Task list:
A. Answer these questions using the notice on restricted Denver marijuana neighborhoods:
(i) Which neighborhood was taken off the cultivation list of undue concentration?
(ii) How many locations does Montbello have on the cultivation list?
(iii) Who is the Executive Director of the Department of Excise and Licenses?
B. Write the next part of the notice on restricted Denver marijuana neighborhoods, picking up after its final sentence.
----- Passage shown -----
List of Restricted Denver Neighborhoods for Marijuana Cultivation

Published on May 18, 2022

The Denver Department of Excise and Licenses has completed annual updates to the Marijuana Facility Location Guide, which contains information about neighborhoods of undue concentration for stores and cultivation facilities, proximity requirements, zoning requirements and other location requirements for marijuana licensing. The Lincoln Park neighborhood has been removed from the list of neighborhoods of undue concentration for cannabis cultivation facilities. While Lincoln Park was tied for the fifth most cultivation facilities in 2021 with 18 locations, one cultivation facility in Lincoln Park surrendered its medical and retail marijuana cultivation licenses in November. Any social equity applicant is now eligible to apply for a new cultivation license in that neighborhood. The lists of neighborhoods of undue concentration are updated on an annual basis. 

The neighborhoods of undue concentration for stores are as follows. No new store locations can open in any of these neighborhoods, and no store can transfer its location into any of these neighborhoods.

  • Overland: 14 locations
  • Northeast Park Hill: 11 locations
  • Baker: 10 locations
  • Elyria Swansea: 10 locations
  • Five Points: 10 locations
  • Valverde: 10 locations

The neighborhoods of undue concentration for cultivation facilities are as follows. No new cultivation facilities can open in any of these neighborhoods, and no cultivation facility can transfer its location into any of these neighborhoods.

  • Northeast Park Hill: 33 locations
  • Montbello: 32 locations
  • Elyria Swansea: 31 locations
  • Overland: 21 locations
  • College View-South Platte: 18 locations

A key part of the largest overhaul in cannabis rules and regulations in Denver history that were enacted in 2021 was protecting neighborhoods with the heaviest concentration of marijuana stores and cultivation facilities from adding any new locations if they are in the top five concentrated areas with those businesses. The top five neighborhoods of undue concentration for marijuana stores remained the same. 

“Continuing to include neighborhoods of undue concentration in the updated marijuana code approved by City Council and Mayor Hancock last year is an important component of our cannabis regulations,” said Molly Duplechian, Executive Director of the Department of Excise and Licenses. “The cannabis industry has provided thousands of jobs for Denver and is a key economic and tax revenue contributor to our community. However, we remain determined to protect neighborhoods from undue concentration, so the history and cultural identity of our neighborhoods are protected, space for diverse business opportunities remain available and youth exposure is limited.”
----- Data under study -----
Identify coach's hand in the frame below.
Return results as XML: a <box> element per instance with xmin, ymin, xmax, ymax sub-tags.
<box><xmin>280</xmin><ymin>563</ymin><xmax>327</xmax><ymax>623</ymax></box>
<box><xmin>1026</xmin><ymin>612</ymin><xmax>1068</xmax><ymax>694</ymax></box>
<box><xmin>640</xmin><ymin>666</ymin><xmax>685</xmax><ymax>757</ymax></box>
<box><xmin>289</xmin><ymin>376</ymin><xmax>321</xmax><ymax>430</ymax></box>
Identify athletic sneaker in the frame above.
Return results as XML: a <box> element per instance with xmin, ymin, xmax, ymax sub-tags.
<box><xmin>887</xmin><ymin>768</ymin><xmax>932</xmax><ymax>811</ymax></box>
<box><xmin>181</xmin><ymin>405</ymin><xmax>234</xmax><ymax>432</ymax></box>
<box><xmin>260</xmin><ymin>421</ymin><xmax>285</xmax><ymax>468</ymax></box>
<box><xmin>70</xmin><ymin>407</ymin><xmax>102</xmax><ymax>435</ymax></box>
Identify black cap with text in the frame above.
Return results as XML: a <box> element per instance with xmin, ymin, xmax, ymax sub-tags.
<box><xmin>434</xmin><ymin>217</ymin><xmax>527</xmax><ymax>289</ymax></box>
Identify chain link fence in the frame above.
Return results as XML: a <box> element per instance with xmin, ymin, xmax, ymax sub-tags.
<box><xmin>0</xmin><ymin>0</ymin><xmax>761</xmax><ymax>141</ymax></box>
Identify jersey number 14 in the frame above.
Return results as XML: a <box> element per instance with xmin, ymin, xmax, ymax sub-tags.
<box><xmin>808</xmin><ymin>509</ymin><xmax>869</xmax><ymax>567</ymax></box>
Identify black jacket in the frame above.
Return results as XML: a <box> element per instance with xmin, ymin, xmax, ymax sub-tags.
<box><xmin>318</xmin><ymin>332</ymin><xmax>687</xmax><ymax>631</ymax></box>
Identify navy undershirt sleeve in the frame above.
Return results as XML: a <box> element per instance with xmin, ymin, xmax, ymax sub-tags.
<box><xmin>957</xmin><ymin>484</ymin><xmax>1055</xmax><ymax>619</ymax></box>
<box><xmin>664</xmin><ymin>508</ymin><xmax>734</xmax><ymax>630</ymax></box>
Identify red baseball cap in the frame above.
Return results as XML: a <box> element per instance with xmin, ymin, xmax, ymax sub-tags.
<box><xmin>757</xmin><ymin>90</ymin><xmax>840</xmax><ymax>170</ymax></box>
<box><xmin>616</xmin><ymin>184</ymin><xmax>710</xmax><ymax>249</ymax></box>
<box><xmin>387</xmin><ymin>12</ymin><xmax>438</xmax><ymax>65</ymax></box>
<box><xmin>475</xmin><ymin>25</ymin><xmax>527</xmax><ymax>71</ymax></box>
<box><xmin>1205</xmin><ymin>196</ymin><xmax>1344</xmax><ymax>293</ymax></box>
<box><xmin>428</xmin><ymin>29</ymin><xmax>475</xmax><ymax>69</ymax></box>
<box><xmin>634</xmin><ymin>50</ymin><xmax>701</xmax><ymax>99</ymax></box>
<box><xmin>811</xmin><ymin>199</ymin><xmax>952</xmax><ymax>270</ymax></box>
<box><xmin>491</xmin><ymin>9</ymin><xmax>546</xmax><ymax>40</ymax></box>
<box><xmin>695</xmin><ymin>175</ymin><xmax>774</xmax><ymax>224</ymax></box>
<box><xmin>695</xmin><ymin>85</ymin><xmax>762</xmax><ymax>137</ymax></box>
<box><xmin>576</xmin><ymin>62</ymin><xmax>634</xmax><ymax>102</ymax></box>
-----
Answers to this exercise:
A.
(i) Lincoln Park
(ii) 32 locations
(iii) Molly Duplechian

B.
The information contained in Denver’s Marijuana Facility Location Guide is provided for guidance purposes only. It is a marijuana license applicant’s responsibility to ensure their proposed location does not violate any applicable location restrictions.

About Denver’s Department of Excise and Licenses

The Department of Excise and Licenses (EXL) is the central business and professional licensing department for the City and County of Denver. The department issues approximately 150 business license types, including marijuana, liquor, short-term rentals, security guards, residential rentals and mobile food trucks. EXL determines the qualifications for licenses under city ordinance and determines which licenses should be issued, renewed or suspended while ensuring consumer safety, protecting the community and promoting economic development. The department is also responsible for inspections and enforcement of business licensing requirements and the public hearing process that accompanies many business licenses. 

EXL also encompasses Denver’s Office of Marijuana Policy (OMP), originally established in 2014 to recommend, administer and implement policies; oversee and coordinate city agencies; and act as a liaison between Denver and other local, state and federal officials, agencies, and stakeholders. OMP merged with EXL in 2016 and assists with coordination of marijuana regulation, education and enforcement efforts throughout Denver.